(Dataset records)
━━━━
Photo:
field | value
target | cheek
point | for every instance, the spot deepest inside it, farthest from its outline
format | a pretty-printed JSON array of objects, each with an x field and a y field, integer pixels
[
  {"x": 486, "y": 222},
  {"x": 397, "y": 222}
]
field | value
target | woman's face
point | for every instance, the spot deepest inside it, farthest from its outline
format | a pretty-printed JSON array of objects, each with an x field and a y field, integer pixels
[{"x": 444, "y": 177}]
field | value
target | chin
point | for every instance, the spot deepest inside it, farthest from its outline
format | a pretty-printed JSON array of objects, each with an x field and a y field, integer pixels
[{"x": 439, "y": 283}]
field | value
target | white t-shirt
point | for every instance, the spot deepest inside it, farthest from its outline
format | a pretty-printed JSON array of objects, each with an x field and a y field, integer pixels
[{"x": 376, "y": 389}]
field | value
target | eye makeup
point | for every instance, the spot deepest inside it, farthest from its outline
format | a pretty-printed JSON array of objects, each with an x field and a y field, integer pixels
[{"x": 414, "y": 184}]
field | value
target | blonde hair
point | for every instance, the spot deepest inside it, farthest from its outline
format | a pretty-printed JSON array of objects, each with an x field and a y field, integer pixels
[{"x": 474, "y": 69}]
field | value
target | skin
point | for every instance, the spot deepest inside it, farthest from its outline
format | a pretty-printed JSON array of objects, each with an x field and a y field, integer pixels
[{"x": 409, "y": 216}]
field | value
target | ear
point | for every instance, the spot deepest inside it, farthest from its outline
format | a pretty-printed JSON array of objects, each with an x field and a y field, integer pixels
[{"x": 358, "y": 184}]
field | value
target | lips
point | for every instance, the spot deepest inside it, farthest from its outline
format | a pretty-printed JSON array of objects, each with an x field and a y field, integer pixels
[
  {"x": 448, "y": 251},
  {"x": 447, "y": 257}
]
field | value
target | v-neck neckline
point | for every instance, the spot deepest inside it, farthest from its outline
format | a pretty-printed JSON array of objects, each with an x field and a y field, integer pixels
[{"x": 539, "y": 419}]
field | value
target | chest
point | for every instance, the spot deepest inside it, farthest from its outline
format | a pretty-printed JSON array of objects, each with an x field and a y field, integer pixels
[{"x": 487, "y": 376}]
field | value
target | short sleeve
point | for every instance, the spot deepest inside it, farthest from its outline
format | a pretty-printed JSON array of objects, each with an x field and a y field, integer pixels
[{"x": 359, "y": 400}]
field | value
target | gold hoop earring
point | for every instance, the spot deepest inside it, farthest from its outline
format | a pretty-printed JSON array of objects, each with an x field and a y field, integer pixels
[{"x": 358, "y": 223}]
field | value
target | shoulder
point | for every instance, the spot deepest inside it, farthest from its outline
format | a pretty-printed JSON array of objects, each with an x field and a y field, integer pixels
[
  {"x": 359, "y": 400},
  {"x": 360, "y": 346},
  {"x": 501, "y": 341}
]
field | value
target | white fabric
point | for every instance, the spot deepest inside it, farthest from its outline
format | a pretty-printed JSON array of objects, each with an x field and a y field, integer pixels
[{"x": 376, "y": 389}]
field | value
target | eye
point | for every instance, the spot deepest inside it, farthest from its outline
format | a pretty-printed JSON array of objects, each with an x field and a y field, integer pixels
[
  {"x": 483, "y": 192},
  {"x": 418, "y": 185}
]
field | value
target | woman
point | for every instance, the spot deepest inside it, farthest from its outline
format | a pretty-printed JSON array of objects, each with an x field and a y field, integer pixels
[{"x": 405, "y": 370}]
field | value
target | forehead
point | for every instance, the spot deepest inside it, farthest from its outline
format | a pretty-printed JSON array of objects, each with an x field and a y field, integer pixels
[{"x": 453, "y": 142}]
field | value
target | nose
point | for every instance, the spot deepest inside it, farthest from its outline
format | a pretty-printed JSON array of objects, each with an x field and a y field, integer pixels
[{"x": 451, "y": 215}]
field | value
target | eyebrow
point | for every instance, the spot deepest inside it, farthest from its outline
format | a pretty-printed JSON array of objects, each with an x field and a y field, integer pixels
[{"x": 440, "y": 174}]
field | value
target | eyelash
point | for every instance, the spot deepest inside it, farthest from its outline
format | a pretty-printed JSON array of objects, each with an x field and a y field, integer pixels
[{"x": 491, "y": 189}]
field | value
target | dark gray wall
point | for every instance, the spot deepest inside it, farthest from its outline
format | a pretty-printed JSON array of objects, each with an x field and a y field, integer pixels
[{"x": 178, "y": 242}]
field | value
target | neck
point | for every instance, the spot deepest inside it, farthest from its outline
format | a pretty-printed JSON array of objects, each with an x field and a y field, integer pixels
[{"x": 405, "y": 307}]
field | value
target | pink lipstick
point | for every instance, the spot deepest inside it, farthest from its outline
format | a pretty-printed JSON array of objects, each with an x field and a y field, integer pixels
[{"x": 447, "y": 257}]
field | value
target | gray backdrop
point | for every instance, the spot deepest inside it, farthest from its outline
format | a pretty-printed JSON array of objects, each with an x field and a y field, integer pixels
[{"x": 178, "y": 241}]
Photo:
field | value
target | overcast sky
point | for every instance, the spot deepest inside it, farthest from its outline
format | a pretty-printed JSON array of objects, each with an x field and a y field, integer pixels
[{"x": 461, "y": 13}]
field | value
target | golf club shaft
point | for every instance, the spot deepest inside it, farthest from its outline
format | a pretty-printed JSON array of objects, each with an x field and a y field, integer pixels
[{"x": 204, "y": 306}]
━━━━
▶ _What you should do_
Search the data above for the word "white" and show every line that has it.

▶ _Output for this exercise_
target | white t-shirt
target | white fabric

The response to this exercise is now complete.